• Stored data:
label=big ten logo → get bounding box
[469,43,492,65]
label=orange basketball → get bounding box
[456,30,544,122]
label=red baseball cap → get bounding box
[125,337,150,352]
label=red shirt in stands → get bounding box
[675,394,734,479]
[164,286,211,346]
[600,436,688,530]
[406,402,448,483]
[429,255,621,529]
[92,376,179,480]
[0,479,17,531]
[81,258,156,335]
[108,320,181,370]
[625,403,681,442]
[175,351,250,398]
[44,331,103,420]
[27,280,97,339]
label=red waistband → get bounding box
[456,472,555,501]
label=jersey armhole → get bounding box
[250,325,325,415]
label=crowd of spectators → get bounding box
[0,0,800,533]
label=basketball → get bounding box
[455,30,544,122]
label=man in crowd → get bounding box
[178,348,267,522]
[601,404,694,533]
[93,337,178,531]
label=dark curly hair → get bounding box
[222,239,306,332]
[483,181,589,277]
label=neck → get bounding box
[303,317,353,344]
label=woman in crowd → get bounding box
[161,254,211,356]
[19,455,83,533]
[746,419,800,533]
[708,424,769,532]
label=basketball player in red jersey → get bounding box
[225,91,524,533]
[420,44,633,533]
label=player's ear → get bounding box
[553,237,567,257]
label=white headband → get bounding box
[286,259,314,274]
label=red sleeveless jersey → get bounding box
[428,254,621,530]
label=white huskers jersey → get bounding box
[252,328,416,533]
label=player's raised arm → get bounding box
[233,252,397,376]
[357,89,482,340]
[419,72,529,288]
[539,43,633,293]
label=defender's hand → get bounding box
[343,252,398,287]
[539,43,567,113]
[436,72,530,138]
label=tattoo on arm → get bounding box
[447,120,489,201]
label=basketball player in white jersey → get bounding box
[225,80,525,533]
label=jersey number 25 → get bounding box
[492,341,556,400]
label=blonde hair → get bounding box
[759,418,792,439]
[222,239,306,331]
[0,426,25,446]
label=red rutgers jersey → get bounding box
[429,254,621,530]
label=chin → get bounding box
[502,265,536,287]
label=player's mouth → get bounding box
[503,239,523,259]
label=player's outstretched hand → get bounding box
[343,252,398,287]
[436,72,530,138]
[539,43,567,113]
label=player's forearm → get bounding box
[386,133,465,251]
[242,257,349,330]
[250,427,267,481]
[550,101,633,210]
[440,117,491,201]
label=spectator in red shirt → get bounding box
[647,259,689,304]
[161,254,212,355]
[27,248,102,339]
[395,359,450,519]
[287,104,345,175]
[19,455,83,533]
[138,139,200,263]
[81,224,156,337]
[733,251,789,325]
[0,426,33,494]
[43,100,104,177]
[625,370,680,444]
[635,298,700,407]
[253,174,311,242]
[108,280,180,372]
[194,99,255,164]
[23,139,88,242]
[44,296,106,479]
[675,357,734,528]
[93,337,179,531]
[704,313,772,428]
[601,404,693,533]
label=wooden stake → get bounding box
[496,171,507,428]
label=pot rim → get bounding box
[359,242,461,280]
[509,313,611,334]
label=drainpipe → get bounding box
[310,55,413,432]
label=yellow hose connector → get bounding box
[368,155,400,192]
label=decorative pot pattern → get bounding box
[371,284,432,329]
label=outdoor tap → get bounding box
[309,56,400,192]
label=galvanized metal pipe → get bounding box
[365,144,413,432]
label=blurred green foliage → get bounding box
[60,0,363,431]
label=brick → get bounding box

• Work required: Rewrite every line of the material from its start through the line containing "[125,337,150,352]", shifting each bounding-box coordinate up by 100 and leaving all other text unchanged.

• Full output:
label=big ten logo → get bounding box
[569,143,592,165]
label=orange basketball → get bounding box
[556,130,644,222]
label=red baseball cap → get bounding box
[225,437,250,452]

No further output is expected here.